* What is asked
Give back every line of the listing below, word for word and unchanged.

Items from a labeling collection
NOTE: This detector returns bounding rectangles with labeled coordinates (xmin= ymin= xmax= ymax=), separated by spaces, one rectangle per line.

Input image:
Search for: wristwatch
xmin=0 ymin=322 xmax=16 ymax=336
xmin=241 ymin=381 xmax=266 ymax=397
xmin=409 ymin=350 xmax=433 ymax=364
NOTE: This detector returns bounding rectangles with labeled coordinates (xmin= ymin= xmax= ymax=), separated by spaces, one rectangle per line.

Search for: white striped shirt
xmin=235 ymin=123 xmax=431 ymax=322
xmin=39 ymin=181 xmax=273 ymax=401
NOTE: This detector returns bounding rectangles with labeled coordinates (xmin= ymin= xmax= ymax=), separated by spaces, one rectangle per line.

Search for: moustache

* Answer for the task
NOTE: This detector returns bounding rectangles with labeled coordinates (xmin= ymin= xmax= ymax=), separated by spaces, one rectangle per line.

Input image:
Search for: wristwatch
xmin=0 ymin=322 xmax=16 ymax=336
xmin=241 ymin=381 xmax=266 ymax=397
xmin=409 ymin=350 xmax=433 ymax=364
NOTE: This detector returns bounding rectangles with labeled coordinates (xmin= ymin= xmax= ymax=), separated by spaces, one rectangle per line.

Search for: white striped shirt
xmin=235 ymin=123 xmax=431 ymax=322
xmin=39 ymin=181 xmax=273 ymax=401
NOTE: This detector returns bounding rectangles with labeled coordinates (xmin= ymin= xmax= ymax=), separated by spaces, one rectangle per line.

Search for: moustache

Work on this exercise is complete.